* Fragment strony *
Tam przemienił się wobec nich: twarz Jego zajaśniała jak słońce, odzienie zaś stało się białe jak światło. Mt 17, 2
Różaniec to modlitwa, którą bardzo ukochałem. św. Jan Paweł II
Wielokrotnie podkreślałam i będę robić to nieustannie, jak wiele zawdzięczam modlitwie różańcowej, jak wiele zawdzięczam Maryi.
Kiedy prawie 26 lat temu, niejako z przymusu zostałam włączona do Róży Żywego Różańca (akurat zmarła jakaś ciocia, a ja byłam świeżym “nabytkiem” w rodzinie 😉) nie przypuszczałam, że tak bardzo pokocham Różaniec. Pamiętam, że na początku był to wielki wysiłek i ogromny ciężar, no i jeszcze świadomość zobowiązania – do śmierci codziennie dziesiątka Różańca. Dzisiaj kiedy to wspominam, sama śmieję się z siebie 🙂 od 5 lat przecież praktycznie nieustannie odmawiam Nowennę Pompejańską – codziennie 3 cząstki Różańca (czasem 4), a to 15 dziesiątek!

(Wpisy z adnotacjami współrzędnych)
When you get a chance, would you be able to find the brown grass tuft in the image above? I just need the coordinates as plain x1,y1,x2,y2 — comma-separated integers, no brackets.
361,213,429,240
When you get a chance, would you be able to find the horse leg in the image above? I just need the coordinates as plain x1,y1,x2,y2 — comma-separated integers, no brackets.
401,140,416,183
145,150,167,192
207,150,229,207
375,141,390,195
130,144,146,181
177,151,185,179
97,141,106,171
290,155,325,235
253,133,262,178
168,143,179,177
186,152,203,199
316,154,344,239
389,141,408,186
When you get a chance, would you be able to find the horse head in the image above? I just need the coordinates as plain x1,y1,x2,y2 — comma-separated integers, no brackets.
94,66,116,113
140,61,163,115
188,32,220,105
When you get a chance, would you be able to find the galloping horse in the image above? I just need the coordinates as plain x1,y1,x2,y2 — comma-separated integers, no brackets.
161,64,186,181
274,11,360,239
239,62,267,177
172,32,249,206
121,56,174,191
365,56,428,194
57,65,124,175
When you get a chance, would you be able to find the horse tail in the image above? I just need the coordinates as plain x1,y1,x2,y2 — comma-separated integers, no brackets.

* Polecenia *
a) Wypisz dokładnie fragment tekstu o różańcu od słów „Kiedy prawie 26” do słów „to 15 dziesiątek!”.
b) Streść tekst o różańcu w dwóch zdaniach.

* Pełne rozwiązania *
a)
Kiedy prawie 26 lat temu, niejako z przymusu zostałam włączona do Róży Żywego Różańca (akurat zmarła jakaś ciocia, a ja byłam świeżym “nabytkiem” w rodzinie 😉) nie przypuszczałam, że tak bardzo pokocham Różaniec. Pamiętam, że na początku był to wielki wysiłek i ogromny ciężar, no i jeszcze świadomość zobowiązania – do śmierci codziennie dziesiątka Różańca. Dzisiaj kiedy to wspominam, sama śmieję się z siebie 🙂 od 5 lat przecież praktycznie nieustannie odmawiam Nowennę Pompejańską – codziennie 3 cząstki Różańca (czasem 4), a to 15 dziesiątek!

b) Osoba pisząca podkreśla, jak wiele zawdzięcza modlitwie różańcowej i Maryi. Gdy prawie 26 lat temu niejako z przymusu została włączona do Róży Żywego Różańca, codzienna dziesiątka była dla niej wielkim wysiłkiem, a dziś od 5 lat praktycznie nieustannie odmawia Nowennę Pompejańską, czyli codziennie co najmniej 3 cząstki Różańca.